PAGE EXCERPT:
# # # # # # #
Acorn flits into fall with the following illustrated early readers: Full Moon Party (Fairylight Friends #3) by Jessica Young, illus. by Marie Vanderbemden; I Am a Good Friend! (Princess Truly #4) and I Am Brave! (Princess Truly #5) by Kelly Greenawalt, illus. by Amariah Rauscher; and Get Well, Crabby! (A Crabby Book #4) by Jonathan Fenske.


Branches gets goosebumps with the following illustrated early chapter books: The Halloween Goblin (Pixie Tricks #4) by Tracy West, illus. by Xavier Bonet; Scaredy-Pug (Diary of a Pug #5) by Kyla May; The Secret Maze (The Last Firehawk #10) by Katrina Charman, illus. by Judit Tondora; Storm on Snowbelle Mountain (Unicorn Diaries #6) by Rebecca Elliott; and Making Waves (Layla and the Bots #4) by Vicky Fang, illus. by Christine Nishiyama.


Cartwheel is sweet on fall with Count to Love by Andrea Davis Pinkney, illus. by Brian Pinkney, a Bright Brown Baby board book celebrating Black and Brown babies and families; We Are Better Together by Joyce Wan, an ode to the ways we are better when we unite; With All My Heart, I Love You by Caroline Jayne Church, showcasing the ways toddlers and babies touch our hearts; You’re My Little Sweet Pea by Sandra Magsamen, featuring a garden-inspired theme and fluorescent felt on every spread; and Fa-La-La-Llama by Joan Holub, illus. by Allison Black, depicting llamas in winter wear on touch-and-feel pages.


Chicken House programs its fall list with Every Line of You by Naomi Gibson, in which a grieving and bullied tech-savvy girl creates the perfect AI boyfriend; The House on Hoarder Hill: The Magician’s Map by Mikki Lish and Kelly Ngai, which finds Hedy and Spencer at Fantastickhana, an underground tournament of magic where they discover a mysterious living map; and The Ghost of Midnight Lake by Lucy Strange, about a strong-willed heroine who follows the restless spirit of a girl in order to untangle the dark mystery of her own past.


David Fickling Books charges to the head of the class with Freddy vs. School by Neill Cameron, in which super-powered Robot Freddy must learn how to “act human” when his school clamps down on his powers.
# # # # # # #
RECORD EXCERPTS:
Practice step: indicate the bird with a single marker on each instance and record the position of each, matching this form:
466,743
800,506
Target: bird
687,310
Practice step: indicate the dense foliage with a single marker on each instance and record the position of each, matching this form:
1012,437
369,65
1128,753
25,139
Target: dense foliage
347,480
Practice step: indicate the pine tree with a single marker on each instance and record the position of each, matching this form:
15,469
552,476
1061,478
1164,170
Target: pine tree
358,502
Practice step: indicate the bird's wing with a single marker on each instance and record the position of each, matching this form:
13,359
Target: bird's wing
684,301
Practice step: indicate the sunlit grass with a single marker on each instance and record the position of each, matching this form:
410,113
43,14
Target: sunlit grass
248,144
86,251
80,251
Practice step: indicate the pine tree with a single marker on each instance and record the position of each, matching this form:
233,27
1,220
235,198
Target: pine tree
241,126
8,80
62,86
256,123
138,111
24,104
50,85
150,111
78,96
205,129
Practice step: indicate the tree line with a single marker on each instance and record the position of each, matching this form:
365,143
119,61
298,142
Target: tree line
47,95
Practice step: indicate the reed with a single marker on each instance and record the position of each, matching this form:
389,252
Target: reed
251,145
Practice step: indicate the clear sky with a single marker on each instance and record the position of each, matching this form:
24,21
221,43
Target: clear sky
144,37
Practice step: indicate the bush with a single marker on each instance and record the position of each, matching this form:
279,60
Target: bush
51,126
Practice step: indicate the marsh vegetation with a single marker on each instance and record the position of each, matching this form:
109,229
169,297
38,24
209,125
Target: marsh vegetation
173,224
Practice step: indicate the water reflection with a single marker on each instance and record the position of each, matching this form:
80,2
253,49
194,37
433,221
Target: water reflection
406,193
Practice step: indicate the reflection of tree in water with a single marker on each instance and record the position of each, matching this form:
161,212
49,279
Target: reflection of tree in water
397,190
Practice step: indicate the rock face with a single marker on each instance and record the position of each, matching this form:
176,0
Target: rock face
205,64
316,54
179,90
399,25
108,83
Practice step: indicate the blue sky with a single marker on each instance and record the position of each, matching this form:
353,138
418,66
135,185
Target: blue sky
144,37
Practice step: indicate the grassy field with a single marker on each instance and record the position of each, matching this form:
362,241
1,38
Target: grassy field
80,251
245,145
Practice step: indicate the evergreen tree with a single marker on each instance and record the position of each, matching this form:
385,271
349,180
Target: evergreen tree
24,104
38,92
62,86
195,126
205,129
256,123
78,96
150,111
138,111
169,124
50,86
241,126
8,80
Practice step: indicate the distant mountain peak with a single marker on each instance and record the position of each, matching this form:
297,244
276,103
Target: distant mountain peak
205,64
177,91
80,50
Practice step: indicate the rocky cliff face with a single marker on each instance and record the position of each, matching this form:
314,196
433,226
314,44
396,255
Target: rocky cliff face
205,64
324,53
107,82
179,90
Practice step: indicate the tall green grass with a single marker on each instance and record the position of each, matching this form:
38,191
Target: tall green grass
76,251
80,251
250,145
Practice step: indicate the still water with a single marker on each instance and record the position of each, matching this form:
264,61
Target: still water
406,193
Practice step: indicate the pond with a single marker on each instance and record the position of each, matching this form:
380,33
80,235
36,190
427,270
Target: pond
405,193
# # # # # # #
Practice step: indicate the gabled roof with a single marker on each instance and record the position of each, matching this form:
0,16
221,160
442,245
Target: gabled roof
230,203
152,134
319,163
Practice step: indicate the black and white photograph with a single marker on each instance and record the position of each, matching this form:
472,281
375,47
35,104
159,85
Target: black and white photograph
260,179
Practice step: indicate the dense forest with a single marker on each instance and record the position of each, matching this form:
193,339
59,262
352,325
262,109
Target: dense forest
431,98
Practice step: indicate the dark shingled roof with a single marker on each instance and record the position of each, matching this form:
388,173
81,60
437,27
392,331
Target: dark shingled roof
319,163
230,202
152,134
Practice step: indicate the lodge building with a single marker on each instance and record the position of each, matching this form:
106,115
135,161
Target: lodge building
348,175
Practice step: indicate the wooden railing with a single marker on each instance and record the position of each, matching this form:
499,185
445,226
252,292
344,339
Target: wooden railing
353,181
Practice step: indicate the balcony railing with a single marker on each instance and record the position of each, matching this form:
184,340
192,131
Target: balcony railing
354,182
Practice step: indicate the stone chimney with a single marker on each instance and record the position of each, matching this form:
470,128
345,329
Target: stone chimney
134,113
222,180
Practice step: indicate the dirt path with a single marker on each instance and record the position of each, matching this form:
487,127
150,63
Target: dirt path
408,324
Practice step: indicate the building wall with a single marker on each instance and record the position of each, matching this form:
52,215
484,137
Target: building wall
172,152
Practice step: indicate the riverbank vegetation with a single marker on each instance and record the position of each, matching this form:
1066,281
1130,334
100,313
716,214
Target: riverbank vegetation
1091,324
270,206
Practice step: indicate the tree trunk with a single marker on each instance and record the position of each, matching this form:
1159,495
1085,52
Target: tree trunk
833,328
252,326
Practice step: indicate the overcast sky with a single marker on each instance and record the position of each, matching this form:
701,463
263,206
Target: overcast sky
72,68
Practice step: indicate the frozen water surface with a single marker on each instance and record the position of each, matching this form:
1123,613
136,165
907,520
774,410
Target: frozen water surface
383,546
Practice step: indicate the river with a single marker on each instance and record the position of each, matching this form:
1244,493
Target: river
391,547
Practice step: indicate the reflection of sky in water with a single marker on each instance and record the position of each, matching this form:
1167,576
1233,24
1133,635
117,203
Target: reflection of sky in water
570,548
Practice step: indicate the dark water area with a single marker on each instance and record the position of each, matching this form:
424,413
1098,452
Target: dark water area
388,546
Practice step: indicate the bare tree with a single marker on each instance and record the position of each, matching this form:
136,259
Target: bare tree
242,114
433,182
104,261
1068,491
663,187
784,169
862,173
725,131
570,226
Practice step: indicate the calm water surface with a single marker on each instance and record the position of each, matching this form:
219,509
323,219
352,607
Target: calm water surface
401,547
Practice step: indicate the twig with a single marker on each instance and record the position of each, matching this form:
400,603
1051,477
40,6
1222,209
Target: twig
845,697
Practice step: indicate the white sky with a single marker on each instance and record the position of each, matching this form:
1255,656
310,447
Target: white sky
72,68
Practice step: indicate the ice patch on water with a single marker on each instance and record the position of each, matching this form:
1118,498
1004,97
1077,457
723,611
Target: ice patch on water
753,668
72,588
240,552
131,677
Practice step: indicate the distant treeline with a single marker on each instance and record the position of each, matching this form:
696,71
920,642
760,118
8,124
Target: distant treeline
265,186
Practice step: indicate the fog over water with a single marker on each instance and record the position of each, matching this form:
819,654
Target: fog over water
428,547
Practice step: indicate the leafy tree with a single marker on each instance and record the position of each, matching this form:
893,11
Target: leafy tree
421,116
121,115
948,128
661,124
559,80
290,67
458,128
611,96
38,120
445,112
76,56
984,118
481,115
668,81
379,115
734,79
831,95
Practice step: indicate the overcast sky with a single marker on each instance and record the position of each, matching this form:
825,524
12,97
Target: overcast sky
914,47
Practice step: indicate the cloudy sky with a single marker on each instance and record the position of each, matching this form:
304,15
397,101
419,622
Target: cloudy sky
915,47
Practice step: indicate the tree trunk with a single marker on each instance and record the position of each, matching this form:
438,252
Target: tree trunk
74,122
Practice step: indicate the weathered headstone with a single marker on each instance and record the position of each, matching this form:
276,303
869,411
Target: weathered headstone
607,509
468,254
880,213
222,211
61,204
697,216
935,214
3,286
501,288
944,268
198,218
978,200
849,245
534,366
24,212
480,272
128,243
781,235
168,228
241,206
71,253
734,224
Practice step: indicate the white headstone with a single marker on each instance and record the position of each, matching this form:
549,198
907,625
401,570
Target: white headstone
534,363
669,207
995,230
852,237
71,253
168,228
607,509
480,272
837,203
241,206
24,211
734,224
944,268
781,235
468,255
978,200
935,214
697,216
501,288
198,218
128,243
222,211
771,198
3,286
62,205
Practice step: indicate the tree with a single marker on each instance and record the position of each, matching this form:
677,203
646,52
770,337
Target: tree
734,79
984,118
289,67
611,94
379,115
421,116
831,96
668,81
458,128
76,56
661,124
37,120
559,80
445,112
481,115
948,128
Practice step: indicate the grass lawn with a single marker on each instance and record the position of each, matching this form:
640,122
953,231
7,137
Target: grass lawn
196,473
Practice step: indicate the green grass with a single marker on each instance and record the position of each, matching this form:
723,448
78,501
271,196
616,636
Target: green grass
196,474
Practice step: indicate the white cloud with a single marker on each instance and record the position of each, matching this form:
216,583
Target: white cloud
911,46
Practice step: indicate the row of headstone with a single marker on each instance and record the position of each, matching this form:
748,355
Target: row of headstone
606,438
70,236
# # # # # # #
OBJECTIVE 1:
Name every publishing imprint that the fall book list excerpt describes.
OBJECTIVE 2:
Answer these questions using the fall book list excerpt:
(a) Who illustrated Full Moon Party?
(b) In Every Line of You, what does the grieving and bullied girl create?
(c) What must Robot Freddy learn when his school clamps down on his powers?
OBJECTIVE 3:
Retype the fall book list excerpt, everything from "Acorn flits into" down to "by Jonathan Fenske.".
The data plays no part in this work.

EXERCISE RESULT 1:
- Acorn
- Branches
- Cartwheel
- Chicken House
- David Fickling Books

EXERCISE RESULT 2:
(a) Marie Vanderbemden illustrated it.
(b) She creates the perfect AI boyfriend.
(c) He must learn how to "act human."

EXERCISE RESULT 3:
Acorn flits into fall with the following illustrated early readers: Full Moon Party (Fairylight Friends #3) by Jessica Young, illus. by Marie Vanderbemden; I Am a Good Friend! (Princess Truly #4) and I Am Brave! (Princess Truly #5) by Kelly Greenawalt, illus. by Amariah Rauscher; and Get Well, Crabby! (A Crabby Book #4) by Jonathan Fenske.